:: Object point labels ::
[START]
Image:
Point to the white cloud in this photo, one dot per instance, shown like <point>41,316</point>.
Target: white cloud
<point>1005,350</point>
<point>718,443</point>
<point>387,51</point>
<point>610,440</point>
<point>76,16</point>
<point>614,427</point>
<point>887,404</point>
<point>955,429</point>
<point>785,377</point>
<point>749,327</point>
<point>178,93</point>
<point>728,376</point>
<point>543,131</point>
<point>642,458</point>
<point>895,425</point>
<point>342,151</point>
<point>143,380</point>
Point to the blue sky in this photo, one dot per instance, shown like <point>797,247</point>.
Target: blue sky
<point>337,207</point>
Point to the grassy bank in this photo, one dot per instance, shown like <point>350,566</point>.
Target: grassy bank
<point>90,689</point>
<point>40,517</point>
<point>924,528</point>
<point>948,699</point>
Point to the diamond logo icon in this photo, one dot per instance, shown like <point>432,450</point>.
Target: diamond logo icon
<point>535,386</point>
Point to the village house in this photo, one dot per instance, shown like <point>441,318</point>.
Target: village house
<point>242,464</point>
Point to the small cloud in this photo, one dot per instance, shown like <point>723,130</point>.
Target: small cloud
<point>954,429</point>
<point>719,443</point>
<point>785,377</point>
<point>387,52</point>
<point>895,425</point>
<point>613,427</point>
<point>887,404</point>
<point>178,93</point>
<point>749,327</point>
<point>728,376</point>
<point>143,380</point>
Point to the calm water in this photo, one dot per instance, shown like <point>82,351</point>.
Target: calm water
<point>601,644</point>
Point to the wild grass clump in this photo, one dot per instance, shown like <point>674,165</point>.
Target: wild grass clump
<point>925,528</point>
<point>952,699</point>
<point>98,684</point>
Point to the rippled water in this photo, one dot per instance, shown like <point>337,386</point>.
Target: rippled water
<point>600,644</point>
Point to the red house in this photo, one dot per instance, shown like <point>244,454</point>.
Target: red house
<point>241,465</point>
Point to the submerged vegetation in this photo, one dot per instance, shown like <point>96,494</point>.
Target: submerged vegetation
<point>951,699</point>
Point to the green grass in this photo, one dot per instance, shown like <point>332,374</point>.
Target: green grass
[END]
:: Objective ::
Retype the listing above, keeping every line identical.

:: Task response ::
Image:
Point to the white cloud in this photo, one dot per instance, shown like <point>41,316</point>.
Target: white cloud
<point>1005,350</point>
<point>718,443</point>
<point>387,51</point>
<point>610,440</point>
<point>76,16</point>
<point>614,427</point>
<point>887,404</point>
<point>955,429</point>
<point>785,377</point>
<point>749,327</point>
<point>178,93</point>
<point>728,376</point>
<point>543,131</point>
<point>642,458</point>
<point>895,425</point>
<point>342,151</point>
<point>143,380</point>
Point to the blue sky in this photo, one dot per instance, shown like <point>797,247</point>.
Target: blue sky
<point>337,207</point>
Point to the grassy bank in this photo, one dot per instance, shown like <point>350,566</point>.
Target: grassy bank
<point>90,689</point>
<point>40,517</point>
<point>924,528</point>
<point>948,699</point>
Point to the diamond logo icon in this photo, one dot per instance, shown like <point>432,450</point>.
Target: diamond logo icon
<point>535,386</point>
Point to the village house in this photo, one dot per instance, shown like <point>441,318</point>.
Target: village house
<point>242,464</point>
Point to the small cloud in this photo, one dot per instance, shown like <point>723,130</point>.
Target: small cloud
<point>954,429</point>
<point>719,443</point>
<point>785,377</point>
<point>387,52</point>
<point>895,425</point>
<point>613,427</point>
<point>887,404</point>
<point>178,93</point>
<point>749,327</point>
<point>728,376</point>
<point>143,380</point>
Point to the calm water in this photo, one dot per instance, shown like <point>82,351</point>.
Target: calm water
<point>601,644</point>
Point to the wild grass clump in this photo, one dot per instance, shown like <point>674,165</point>.
Target: wild grass clump
<point>925,528</point>
<point>952,699</point>
<point>98,684</point>
Point to the rippled water in this photo, one dot per instance, shown like <point>337,386</point>.
Target: rippled water
<point>600,644</point>
Point to the red house in this photo, one dot per instance, shown like <point>244,454</point>.
Target: red house
<point>241,465</point>
Point to the submerged vegetation in this photo, one dot per instance, shown like <point>96,494</point>.
Target: submerged vegetation
<point>951,699</point>
Point to the green grass in this photo, one dot per instance, shown like <point>332,374</point>.
Target: green grass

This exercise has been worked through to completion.